Task to carry out: Write out every line below that includes the word "pixel".

** Opening Information supplied block **

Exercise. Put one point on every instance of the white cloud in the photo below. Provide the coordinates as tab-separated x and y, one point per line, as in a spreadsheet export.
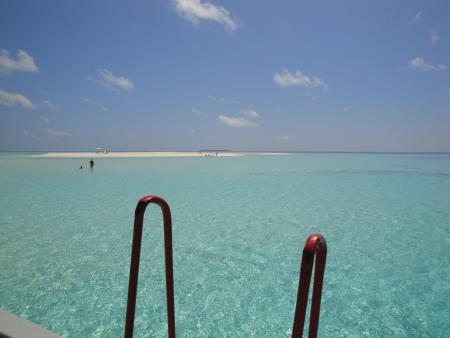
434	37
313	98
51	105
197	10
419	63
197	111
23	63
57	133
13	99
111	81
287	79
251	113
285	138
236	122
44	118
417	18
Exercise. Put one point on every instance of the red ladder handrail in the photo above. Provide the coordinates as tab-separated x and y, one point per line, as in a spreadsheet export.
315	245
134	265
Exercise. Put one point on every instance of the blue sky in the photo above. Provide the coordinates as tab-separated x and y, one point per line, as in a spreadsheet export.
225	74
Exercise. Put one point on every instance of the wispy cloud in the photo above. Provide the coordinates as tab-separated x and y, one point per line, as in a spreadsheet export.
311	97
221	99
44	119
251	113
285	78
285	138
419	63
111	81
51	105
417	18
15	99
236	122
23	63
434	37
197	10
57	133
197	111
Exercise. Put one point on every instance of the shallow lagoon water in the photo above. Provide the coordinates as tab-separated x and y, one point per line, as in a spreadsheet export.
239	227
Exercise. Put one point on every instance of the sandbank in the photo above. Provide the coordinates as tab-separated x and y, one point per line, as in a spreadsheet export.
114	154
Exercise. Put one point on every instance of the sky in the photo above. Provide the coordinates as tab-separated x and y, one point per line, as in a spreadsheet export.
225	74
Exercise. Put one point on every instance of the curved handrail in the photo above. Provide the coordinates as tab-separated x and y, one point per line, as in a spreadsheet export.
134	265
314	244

** Closing Information supplied block **
** Opening Information supplied block **

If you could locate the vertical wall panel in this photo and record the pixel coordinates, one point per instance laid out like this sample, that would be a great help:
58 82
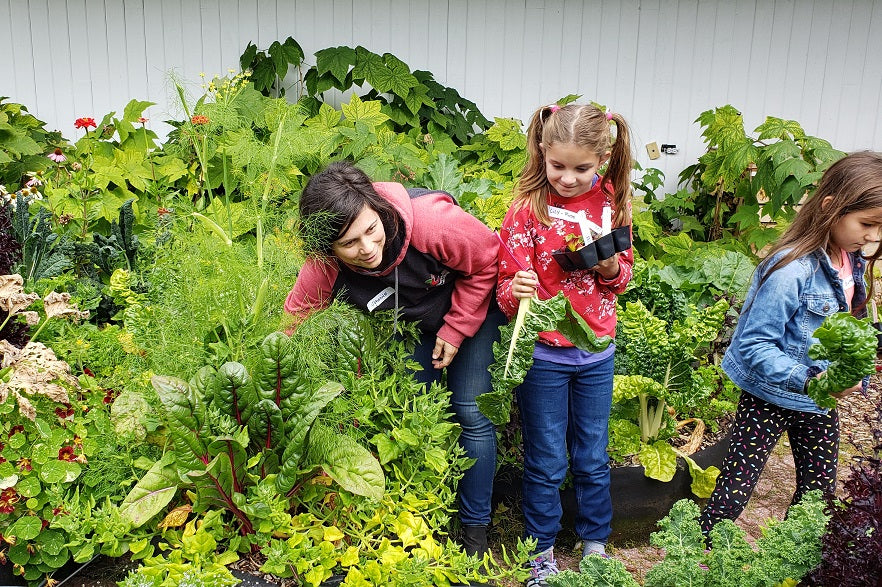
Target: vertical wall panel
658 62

** Closing Information supplied block **
** Opening Information supplied block **

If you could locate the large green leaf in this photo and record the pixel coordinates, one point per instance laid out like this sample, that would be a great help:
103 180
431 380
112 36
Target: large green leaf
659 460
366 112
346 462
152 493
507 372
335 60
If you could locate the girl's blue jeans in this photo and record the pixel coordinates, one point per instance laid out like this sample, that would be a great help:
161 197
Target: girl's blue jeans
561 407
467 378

** Closing Information supplied block **

Answer for this exercise:
If you could locate the vertical wall panel in this photo and record the pixel coordinates, one point per instance laid out like this sample, that would be a great help:
If you could locate the large green leaf in this photo and record the pixel coordinates, one point per instance laid out like this sample, that would be a great help:
If you could locate the girl's blue jeans in this photo and record the pixel coordinates, one point per instance laid out like this sample, that would be a great help:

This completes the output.